(ABOUT THIS TASK) Set down exactly the first line of the entries and every line after it, through the line with "250L315 256L270 215L164".

(Collected data)
=======
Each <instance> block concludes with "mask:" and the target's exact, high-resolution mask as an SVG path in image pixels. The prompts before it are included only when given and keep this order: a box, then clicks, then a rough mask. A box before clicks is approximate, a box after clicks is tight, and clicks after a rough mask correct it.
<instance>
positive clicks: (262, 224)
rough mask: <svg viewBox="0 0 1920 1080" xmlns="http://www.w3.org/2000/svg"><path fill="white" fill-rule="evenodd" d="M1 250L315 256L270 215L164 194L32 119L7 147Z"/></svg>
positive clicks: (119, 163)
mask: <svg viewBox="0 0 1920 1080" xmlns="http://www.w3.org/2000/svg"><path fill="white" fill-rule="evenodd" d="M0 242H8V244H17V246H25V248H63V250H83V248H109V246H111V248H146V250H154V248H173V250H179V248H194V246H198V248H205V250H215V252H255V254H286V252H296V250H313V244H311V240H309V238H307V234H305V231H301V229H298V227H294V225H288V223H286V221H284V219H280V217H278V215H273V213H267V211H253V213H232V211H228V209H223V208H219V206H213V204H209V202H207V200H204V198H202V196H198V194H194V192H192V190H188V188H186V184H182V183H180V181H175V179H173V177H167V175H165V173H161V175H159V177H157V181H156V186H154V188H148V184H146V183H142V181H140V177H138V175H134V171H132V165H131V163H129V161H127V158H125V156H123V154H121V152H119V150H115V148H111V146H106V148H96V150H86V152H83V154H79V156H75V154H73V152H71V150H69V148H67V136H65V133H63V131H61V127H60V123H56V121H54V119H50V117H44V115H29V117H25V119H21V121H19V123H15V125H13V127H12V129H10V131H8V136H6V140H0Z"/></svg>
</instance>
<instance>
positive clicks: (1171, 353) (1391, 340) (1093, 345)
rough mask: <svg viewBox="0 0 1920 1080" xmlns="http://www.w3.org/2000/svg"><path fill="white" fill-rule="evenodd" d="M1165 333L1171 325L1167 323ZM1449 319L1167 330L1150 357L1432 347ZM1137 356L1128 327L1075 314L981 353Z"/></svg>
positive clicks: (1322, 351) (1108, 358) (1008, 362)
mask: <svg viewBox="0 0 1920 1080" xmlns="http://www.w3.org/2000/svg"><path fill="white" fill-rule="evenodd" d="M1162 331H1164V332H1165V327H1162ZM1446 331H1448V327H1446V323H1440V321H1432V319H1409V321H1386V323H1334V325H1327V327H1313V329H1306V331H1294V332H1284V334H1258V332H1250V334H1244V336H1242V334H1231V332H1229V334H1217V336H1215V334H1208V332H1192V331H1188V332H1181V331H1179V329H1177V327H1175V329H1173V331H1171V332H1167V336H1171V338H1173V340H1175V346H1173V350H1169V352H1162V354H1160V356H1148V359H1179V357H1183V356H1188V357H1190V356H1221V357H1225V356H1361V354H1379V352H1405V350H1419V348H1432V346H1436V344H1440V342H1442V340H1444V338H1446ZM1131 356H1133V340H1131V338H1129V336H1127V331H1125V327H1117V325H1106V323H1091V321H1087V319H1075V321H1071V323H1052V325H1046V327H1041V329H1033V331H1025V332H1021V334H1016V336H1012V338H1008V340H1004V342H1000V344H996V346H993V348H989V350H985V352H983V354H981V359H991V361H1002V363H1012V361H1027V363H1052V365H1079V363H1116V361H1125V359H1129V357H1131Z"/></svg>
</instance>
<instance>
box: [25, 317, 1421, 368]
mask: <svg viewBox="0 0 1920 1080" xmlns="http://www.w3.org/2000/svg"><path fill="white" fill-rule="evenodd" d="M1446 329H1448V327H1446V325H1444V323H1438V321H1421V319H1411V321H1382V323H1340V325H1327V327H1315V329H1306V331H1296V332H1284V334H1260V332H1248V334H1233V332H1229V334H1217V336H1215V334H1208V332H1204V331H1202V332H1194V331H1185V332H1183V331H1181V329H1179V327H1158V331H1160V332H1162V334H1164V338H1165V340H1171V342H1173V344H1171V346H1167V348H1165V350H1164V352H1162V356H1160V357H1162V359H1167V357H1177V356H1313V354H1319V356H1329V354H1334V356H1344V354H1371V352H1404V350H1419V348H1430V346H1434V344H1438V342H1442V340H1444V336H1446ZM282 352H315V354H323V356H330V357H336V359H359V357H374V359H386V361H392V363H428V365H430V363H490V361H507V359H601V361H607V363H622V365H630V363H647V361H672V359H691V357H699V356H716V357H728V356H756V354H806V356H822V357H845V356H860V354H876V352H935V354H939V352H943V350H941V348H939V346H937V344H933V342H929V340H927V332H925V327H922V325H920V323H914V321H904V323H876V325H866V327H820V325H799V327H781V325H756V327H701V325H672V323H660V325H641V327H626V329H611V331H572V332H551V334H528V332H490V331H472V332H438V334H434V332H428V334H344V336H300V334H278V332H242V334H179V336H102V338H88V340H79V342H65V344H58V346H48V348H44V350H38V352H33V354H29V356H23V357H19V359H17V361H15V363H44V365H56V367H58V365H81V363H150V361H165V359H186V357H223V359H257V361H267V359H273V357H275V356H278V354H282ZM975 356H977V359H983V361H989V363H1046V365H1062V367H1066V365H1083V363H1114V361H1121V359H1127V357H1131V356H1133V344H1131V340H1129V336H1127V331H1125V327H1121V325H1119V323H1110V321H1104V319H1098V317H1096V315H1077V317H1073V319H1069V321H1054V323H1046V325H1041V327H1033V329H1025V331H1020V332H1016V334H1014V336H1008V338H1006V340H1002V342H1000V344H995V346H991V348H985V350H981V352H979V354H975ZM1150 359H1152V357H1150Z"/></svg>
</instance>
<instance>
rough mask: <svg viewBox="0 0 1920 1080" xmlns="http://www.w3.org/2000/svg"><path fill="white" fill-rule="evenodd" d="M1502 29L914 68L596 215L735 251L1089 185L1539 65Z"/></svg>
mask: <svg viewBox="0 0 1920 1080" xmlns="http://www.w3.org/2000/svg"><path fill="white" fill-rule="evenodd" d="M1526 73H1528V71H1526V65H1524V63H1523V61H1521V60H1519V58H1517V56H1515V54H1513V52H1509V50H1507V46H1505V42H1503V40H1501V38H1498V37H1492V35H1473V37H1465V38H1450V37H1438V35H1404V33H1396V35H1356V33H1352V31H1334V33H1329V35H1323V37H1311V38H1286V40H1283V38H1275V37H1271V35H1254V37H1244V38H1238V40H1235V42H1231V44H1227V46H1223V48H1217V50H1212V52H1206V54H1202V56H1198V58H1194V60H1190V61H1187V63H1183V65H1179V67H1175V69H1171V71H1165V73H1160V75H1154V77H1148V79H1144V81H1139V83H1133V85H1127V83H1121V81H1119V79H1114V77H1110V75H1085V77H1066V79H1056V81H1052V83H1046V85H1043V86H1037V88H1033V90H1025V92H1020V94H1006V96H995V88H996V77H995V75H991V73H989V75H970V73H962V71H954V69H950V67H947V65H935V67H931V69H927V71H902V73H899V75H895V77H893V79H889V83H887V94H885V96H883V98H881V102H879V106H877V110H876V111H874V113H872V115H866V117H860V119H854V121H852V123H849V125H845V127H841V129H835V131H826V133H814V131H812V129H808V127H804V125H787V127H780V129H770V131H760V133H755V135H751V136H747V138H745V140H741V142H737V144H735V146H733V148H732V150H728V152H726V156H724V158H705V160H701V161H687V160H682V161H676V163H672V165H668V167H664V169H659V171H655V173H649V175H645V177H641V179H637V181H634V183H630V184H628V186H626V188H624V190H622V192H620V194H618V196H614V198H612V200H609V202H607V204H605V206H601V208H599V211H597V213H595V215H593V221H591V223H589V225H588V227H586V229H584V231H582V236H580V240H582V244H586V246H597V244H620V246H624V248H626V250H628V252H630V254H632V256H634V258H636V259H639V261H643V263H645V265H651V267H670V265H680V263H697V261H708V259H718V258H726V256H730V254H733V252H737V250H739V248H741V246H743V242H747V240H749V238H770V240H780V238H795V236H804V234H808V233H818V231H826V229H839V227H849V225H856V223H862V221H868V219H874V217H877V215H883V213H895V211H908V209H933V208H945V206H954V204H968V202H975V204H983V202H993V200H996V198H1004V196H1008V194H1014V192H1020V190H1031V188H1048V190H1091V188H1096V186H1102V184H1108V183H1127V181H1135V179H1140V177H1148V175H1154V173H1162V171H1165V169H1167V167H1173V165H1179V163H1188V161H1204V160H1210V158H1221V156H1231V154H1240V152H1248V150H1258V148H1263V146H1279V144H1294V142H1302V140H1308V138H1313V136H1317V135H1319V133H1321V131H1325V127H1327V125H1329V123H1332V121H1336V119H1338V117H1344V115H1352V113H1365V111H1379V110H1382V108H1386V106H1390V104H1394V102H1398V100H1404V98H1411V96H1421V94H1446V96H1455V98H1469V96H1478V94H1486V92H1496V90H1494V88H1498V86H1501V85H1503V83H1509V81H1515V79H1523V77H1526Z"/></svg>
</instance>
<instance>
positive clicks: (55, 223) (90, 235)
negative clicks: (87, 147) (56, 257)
=======
(EXERCISE OUTPUT)
Each <instance> block concludes with "mask:" and the target's exact, high-resolution mask as an SVG path in image pixels. The prompts before it are included only when given and keep this order: a box, then clicks, then a rough mask. A box before clicks is approximate, a box after clicks is tight, and clicks after a rough mask correct it.
<instance>
positive clicks: (262, 224)
rough mask: <svg viewBox="0 0 1920 1080" xmlns="http://www.w3.org/2000/svg"><path fill="white" fill-rule="evenodd" d="M1 250L315 256L270 215L164 194L32 119L7 147Z"/></svg>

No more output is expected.